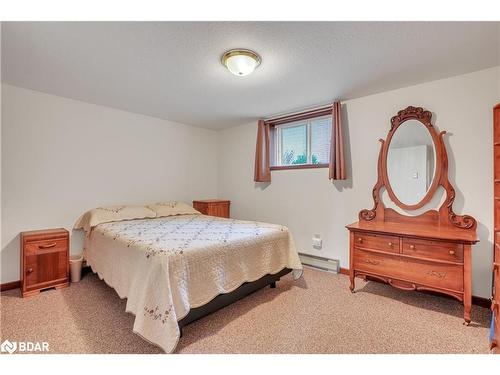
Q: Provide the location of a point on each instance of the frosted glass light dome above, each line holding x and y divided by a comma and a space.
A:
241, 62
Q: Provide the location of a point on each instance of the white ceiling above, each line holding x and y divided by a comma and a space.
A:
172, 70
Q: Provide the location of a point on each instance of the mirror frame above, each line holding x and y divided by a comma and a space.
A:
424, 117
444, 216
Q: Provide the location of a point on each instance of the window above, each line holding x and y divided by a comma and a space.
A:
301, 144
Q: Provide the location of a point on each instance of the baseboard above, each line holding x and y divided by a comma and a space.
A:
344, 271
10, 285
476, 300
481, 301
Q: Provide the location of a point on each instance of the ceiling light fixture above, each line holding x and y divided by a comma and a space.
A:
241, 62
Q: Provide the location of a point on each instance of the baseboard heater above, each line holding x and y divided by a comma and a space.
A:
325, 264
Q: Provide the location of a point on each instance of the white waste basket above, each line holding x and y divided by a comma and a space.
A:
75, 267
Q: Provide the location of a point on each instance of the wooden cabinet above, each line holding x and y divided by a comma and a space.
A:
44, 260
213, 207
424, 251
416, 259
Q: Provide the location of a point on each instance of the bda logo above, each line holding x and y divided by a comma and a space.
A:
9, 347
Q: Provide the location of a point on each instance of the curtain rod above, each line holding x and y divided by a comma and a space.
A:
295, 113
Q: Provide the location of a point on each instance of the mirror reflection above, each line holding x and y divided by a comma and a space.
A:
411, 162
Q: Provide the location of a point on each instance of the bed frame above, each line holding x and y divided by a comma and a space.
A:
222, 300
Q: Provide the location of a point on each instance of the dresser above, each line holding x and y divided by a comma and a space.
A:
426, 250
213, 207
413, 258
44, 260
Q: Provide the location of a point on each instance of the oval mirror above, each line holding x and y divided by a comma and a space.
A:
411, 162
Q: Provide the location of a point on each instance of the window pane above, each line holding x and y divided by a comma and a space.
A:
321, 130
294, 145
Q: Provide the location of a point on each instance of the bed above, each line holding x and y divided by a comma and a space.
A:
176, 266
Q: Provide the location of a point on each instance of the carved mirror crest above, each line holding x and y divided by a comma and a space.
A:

--- To be done ---
Retype every one of the records above word for word, leaving the pictures out.

--- Solution ---
Q: Provide the location of a point on each instance of the frosted glass light dome above, each line holding x and y divided by a comma and a space.
A:
241, 62
Q: Provide the location of a point on each instance of the white ceiling above, each line holding x and y divided by a comma and a space.
A:
172, 70
Q: Provide the location of a point on each instance of the mirror frame above, each line holding x and y divided by a comma and a space.
A:
424, 117
444, 216
Q: Provide the location of a point on each instance of the window above, each line holding x and y divided by a comma and a space.
A:
301, 144
Q: Provide the location of a point on each instance of the baseboard above, each line holding x and y divided by a comma and a space.
A:
344, 271
10, 285
476, 300
481, 301
Q: Provide the location of a point on each instance of the ceiling light fixture above, each line holding x and y divided by a comma and a space.
A:
241, 62
Q: Provide the location of a point on each instance of the baseboard heater above, each line holding x and y divided by a comma and a space.
A:
325, 264
Q: Provide the location of a point on each instance of the white waste basket above, each line holding x and y divided by a comma and a space.
A:
75, 267
Q: Provide the location of a point on each instance of the wooden cabinet above, each line holding x and y divided by a comma and a space.
A:
44, 260
213, 207
424, 251
416, 259
Q: Provide the location of a point on each instance of the bda logo above, each line holding x and y divided by a comma and a space.
A:
9, 347
Q: Provide the location of a point on each instance of the curtain rod above, each line holding x and y divided by a comma and a space.
A:
295, 113
Q: Provide the location of a point on each instance of the mirror reflection above, each line holding x and y divided by a comma and a space.
A:
411, 162
Q: Provide the location of a point on each instance of the bed frame above, each line holding x and y divided by a comma and a space.
A:
222, 300
Q: Provide the location of a point on each instance of the dresser above, each line holding x and y divided by a comma and a space.
A:
426, 250
213, 207
413, 258
44, 260
Q: Provide the location of a point on each instance of the oval mirror above, each line holding x and y divided by a comma and a space.
A:
411, 162
Q: Provide the location of a point on each instance of the window pane above, each line holding x and y divided by a comma and a space.
A:
321, 130
294, 145
Q: Provide the location of a point on each instance of the bed above, each line holding x and y divided by a comma and a space.
A:
176, 266
Q: Provide the location of a point on each instance of the carved mirror crest above, each line holding x and y divided by a comma and a space.
A:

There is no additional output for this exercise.